What the task requires: Convert the listing below, from the line with "the umbrella handle" up to and including the line with "x=448, y=1097", into a two-column CSV with the header input,output. Give each block of wording and the coordinate lines that follow it a single row, with each value in one quoted field and its line breaks replaced by spaces.

>> Begin Material provided

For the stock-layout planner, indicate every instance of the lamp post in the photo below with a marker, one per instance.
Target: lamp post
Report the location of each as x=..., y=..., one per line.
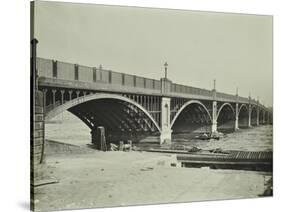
x=166, y=68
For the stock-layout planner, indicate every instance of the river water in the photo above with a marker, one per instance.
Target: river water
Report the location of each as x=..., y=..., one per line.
x=69, y=129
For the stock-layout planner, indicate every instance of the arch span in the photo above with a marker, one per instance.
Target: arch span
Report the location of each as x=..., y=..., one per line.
x=223, y=106
x=185, y=105
x=254, y=115
x=85, y=116
x=192, y=117
x=226, y=118
x=243, y=116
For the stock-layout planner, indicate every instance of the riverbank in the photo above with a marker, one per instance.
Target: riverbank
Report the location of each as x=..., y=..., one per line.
x=106, y=179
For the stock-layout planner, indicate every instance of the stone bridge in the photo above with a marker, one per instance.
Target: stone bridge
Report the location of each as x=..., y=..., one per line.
x=133, y=107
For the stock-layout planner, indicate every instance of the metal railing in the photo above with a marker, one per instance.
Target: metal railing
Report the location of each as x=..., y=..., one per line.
x=74, y=72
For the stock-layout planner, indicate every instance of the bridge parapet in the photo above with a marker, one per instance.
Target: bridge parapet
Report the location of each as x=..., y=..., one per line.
x=92, y=77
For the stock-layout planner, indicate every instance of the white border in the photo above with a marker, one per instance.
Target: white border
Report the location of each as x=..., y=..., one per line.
x=15, y=101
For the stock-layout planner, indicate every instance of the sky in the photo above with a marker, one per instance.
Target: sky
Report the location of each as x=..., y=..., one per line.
x=234, y=49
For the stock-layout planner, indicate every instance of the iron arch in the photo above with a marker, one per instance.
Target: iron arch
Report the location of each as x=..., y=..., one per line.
x=240, y=108
x=97, y=96
x=185, y=105
x=222, y=106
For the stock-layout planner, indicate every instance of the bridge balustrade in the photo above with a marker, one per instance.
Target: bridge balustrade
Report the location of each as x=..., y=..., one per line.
x=67, y=71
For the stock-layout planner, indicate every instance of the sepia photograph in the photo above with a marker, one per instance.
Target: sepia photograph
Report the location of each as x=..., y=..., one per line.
x=139, y=106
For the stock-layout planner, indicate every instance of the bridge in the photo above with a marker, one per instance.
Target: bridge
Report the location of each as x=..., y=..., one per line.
x=133, y=107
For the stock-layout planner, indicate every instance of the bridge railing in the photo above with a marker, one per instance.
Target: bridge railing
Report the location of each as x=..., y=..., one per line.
x=177, y=88
x=67, y=71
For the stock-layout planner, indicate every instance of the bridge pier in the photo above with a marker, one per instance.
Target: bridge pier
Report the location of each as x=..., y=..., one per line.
x=166, y=131
x=236, y=117
x=249, y=116
x=258, y=116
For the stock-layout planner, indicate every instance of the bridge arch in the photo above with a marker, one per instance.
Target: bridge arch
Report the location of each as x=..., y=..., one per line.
x=118, y=113
x=254, y=115
x=193, y=116
x=226, y=118
x=223, y=106
x=243, y=116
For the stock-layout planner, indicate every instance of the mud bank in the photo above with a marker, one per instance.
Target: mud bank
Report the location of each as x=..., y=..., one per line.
x=99, y=179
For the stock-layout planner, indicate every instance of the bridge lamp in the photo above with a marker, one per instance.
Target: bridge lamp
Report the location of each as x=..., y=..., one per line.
x=166, y=68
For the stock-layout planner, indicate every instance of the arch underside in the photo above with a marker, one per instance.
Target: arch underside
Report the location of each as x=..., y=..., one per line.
x=243, y=117
x=226, y=118
x=192, y=119
x=262, y=117
x=120, y=119
x=254, y=116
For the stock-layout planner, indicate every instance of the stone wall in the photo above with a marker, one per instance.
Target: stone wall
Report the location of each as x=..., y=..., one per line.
x=36, y=143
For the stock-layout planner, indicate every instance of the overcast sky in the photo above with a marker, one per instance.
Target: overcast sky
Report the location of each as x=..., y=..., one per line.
x=234, y=49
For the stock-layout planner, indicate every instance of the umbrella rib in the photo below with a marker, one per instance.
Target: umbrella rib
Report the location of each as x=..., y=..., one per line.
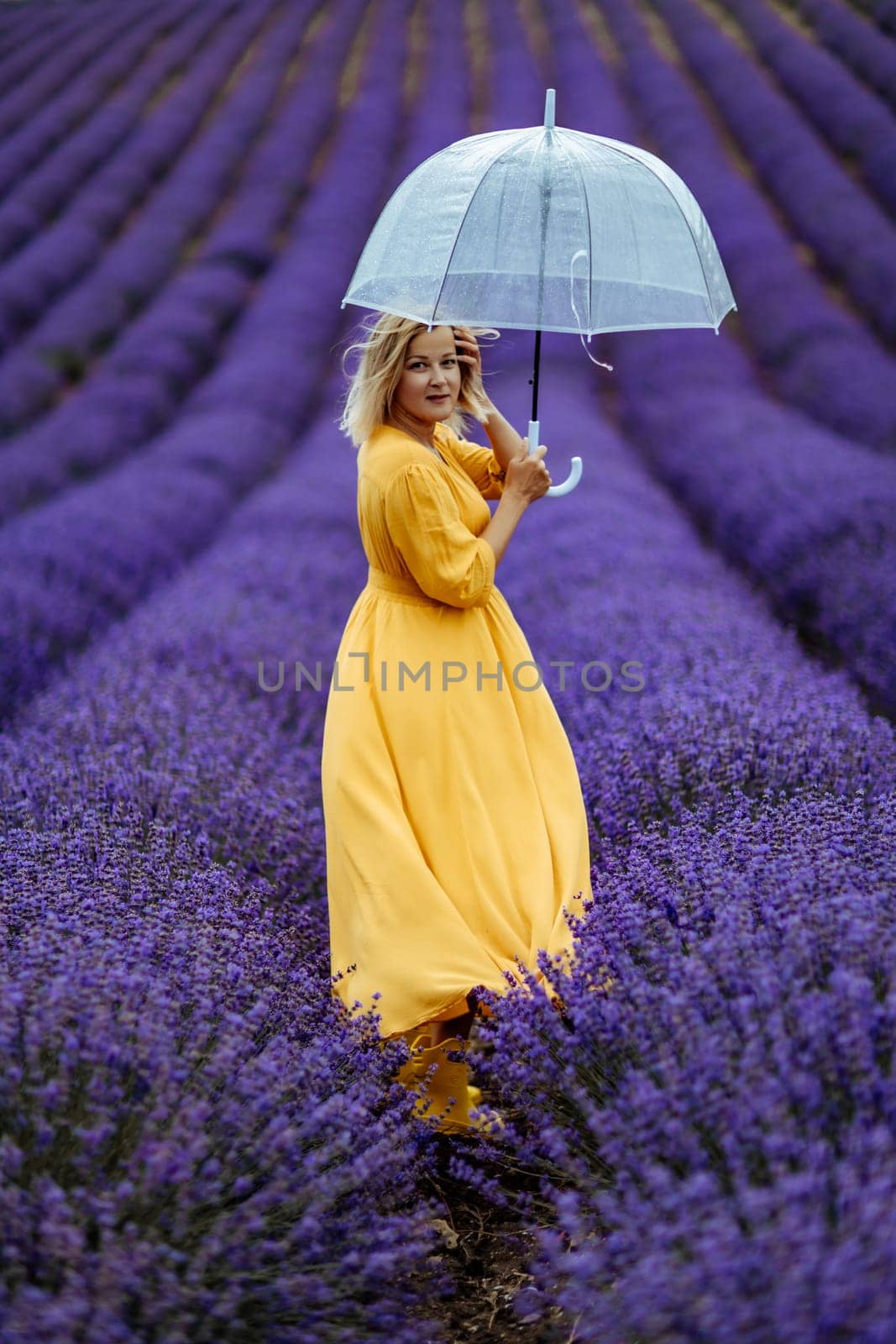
x=665, y=187
x=466, y=212
x=587, y=212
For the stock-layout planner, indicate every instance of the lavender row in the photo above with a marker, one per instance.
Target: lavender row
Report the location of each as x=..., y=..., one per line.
x=167, y=718
x=140, y=260
x=239, y=1152
x=38, y=197
x=820, y=356
x=29, y=37
x=852, y=235
x=852, y=118
x=76, y=564
x=748, y=925
x=855, y=42
x=165, y=351
x=258, y=1068
x=67, y=87
x=715, y=1113
x=806, y=512
x=882, y=11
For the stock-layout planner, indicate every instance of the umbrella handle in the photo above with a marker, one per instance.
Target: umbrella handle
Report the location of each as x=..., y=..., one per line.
x=575, y=464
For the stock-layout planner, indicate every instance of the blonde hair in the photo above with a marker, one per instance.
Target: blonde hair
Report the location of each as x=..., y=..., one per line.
x=378, y=374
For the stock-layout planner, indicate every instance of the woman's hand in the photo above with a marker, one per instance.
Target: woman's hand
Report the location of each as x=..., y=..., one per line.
x=527, y=476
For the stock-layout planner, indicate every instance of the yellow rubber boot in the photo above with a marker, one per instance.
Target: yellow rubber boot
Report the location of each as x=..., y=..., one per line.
x=418, y=1039
x=448, y=1097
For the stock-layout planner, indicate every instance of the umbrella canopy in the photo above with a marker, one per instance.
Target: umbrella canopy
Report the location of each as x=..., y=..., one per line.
x=544, y=228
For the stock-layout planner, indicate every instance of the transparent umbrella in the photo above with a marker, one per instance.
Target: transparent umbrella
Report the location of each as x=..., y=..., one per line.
x=544, y=228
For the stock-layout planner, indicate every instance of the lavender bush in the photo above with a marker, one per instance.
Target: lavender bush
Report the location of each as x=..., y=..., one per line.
x=196, y=1142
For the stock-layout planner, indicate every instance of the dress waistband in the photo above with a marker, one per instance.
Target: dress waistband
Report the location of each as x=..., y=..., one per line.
x=398, y=585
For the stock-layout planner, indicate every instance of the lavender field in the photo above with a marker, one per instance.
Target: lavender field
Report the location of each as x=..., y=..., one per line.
x=195, y=1146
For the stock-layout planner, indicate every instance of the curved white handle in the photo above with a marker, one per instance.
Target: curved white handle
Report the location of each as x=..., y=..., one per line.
x=575, y=464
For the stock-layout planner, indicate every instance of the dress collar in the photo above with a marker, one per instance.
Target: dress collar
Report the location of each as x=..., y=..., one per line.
x=438, y=430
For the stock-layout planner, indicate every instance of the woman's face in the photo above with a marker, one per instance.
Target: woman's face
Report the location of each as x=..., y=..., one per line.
x=430, y=371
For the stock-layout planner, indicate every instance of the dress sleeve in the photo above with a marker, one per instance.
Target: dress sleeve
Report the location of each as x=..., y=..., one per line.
x=481, y=465
x=446, y=559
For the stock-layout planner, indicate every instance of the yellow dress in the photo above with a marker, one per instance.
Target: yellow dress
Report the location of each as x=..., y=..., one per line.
x=454, y=820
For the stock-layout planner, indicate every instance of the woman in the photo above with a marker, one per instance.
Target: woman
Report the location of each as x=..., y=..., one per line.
x=456, y=828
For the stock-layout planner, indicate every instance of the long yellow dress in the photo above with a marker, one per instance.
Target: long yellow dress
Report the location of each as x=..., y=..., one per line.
x=454, y=820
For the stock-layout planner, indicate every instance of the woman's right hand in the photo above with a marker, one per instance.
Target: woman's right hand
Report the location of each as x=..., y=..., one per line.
x=527, y=476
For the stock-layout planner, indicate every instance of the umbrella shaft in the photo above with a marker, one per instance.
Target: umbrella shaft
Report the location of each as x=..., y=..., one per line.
x=535, y=381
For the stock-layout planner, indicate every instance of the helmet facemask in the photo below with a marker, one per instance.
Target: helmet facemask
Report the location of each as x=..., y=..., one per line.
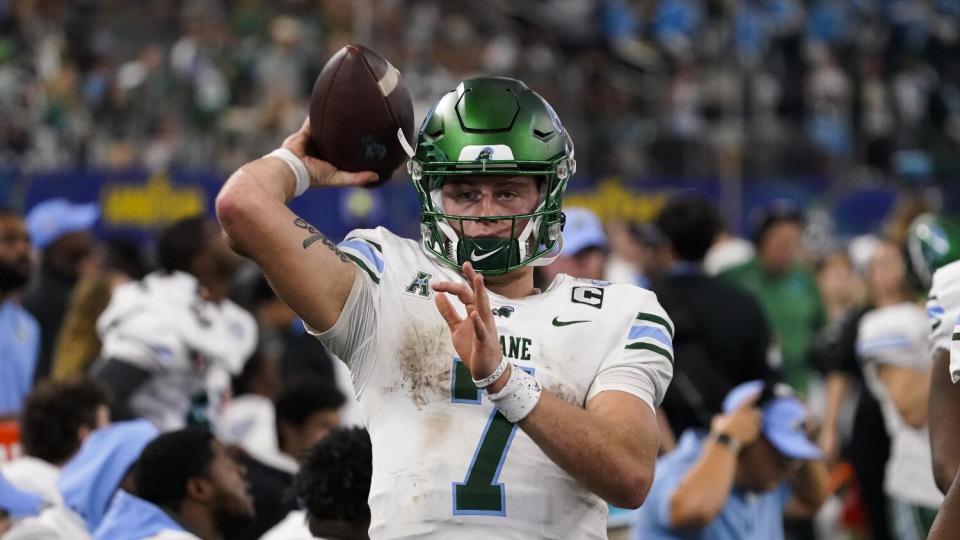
x=539, y=240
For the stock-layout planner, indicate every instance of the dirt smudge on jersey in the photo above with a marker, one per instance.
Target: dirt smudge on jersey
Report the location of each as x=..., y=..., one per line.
x=437, y=430
x=564, y=392
x=425, y=359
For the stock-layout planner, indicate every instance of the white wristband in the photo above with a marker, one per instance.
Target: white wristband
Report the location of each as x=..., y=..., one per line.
x=518, y=397
x=489, y=379
x=297, y=166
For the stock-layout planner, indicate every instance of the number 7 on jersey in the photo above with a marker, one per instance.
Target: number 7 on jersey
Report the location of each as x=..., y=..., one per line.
x=480, y=493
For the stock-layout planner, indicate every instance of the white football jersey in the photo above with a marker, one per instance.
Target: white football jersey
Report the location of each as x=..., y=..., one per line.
x=943, y=309
x=446, y=464
x=897, y=335
x=191, y=346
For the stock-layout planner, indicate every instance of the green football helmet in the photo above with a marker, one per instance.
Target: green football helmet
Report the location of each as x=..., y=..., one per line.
x=933, y=241
x=492, y=126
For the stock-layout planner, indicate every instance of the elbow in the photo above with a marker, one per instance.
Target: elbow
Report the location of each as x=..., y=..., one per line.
x=632, y=490
x=686, y=514
x=230, y=207
x=944, y=471
x=234, y=211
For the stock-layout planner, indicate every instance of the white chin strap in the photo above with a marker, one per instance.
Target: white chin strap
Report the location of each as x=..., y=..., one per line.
x=523, y=240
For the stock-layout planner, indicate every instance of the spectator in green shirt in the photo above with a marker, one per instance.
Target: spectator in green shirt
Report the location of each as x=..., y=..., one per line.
x=785, y=289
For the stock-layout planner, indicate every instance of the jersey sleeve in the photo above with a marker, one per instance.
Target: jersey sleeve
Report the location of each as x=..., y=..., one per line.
x=943, y=307
x=894, y=337
x=955, y=354
x=352, y=337
x=642, y=364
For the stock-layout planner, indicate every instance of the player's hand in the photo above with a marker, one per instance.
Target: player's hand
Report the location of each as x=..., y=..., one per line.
x=323, y=173
x=742, y=423
x=475, y=336
x=829, y=442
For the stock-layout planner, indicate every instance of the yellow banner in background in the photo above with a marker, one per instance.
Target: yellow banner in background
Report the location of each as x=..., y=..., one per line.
x=612, y=200
x=150, y=205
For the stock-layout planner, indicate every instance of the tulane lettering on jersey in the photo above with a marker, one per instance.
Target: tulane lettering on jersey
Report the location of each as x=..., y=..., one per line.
x=420, y=285
x=515, y=347
x=446, y=463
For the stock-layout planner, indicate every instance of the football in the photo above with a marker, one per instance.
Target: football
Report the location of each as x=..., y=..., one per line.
x=357, y=106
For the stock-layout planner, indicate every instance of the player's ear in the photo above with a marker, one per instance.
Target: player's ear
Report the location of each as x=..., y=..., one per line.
x=199, y=489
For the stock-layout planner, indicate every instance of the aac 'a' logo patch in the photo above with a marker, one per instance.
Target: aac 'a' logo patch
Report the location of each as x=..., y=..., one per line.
x=420, y=285
x=591, y=296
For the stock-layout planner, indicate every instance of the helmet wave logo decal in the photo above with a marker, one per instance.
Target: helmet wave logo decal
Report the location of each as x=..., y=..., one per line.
x=479, y=257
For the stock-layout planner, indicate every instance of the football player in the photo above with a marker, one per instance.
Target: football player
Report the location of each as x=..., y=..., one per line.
x=494, y=409
x=933, y=245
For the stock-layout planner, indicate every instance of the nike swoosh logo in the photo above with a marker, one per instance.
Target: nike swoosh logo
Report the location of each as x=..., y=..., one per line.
x=474, y=257
x=557, y=322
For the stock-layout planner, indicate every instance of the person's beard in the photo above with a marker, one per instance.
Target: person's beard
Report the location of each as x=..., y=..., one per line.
x=13, y=275
x=231, y=518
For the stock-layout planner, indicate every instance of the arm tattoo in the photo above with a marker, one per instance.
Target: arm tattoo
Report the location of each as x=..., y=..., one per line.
x=316, y=236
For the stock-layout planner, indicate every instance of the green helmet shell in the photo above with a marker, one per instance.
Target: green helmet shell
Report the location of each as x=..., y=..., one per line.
x=933, y=241
x=492, y=126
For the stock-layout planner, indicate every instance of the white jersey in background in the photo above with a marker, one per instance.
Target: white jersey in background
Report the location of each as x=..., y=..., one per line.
x=189, y=345
x=943, y=307
x=446, y=464
x=897, y=336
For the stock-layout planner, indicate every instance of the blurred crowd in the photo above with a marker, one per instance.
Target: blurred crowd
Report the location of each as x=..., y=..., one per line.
x=216, y=392
x=856, y=90
x=185, y=338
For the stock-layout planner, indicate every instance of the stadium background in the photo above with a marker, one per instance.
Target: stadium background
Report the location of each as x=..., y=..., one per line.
x=846, y=107
x=838, y=105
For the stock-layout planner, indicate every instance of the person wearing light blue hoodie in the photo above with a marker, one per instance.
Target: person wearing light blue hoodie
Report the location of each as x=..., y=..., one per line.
x=132, y=518
x=187, y=487
x=16, y=504
x=88, y=483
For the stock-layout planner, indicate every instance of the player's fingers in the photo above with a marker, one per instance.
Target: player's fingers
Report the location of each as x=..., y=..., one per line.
x=483, y=299
x=479, y=328
x=461, y=291
x=446, y=310
x=468, y=271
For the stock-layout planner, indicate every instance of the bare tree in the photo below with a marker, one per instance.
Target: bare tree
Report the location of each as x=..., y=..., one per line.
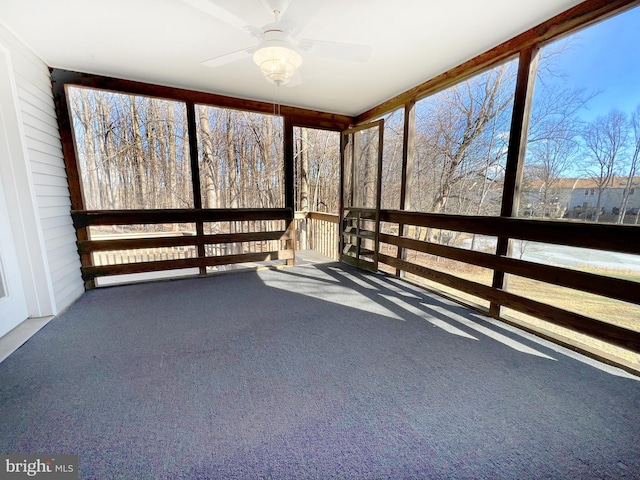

>> End Material provided

The output:
input,output
"For the stock-layout planner, indicate every instance of the umbrella handle in the photo above with a marker, one per instance. Target: umbrella handle Report the location of each as x=..., y=..., one per line.","x=575, y=464"
"For the stock-layout planner, indicate every instance of the blonde hair in the photo above with a marker, one per instance. Target: blonde hair Report the location of each as x=..., y=..., one per line.","x=378, y=374"
"For the stock-layout planner, indicate every instance of the woman's hand in the photo above with a marker, one per instance. Target: woman's hand Report the location of each as x=..., y=..., one per line.","x=527, y=476"
"For the stock-layout planner, indicate every instance of the yellow rubber boot in the photo above with a marker, one per instance. Target: yellow rubber boot Report the location of each as x=..., y=..., one per line.","x=418, y=1039 x=448, y=1097"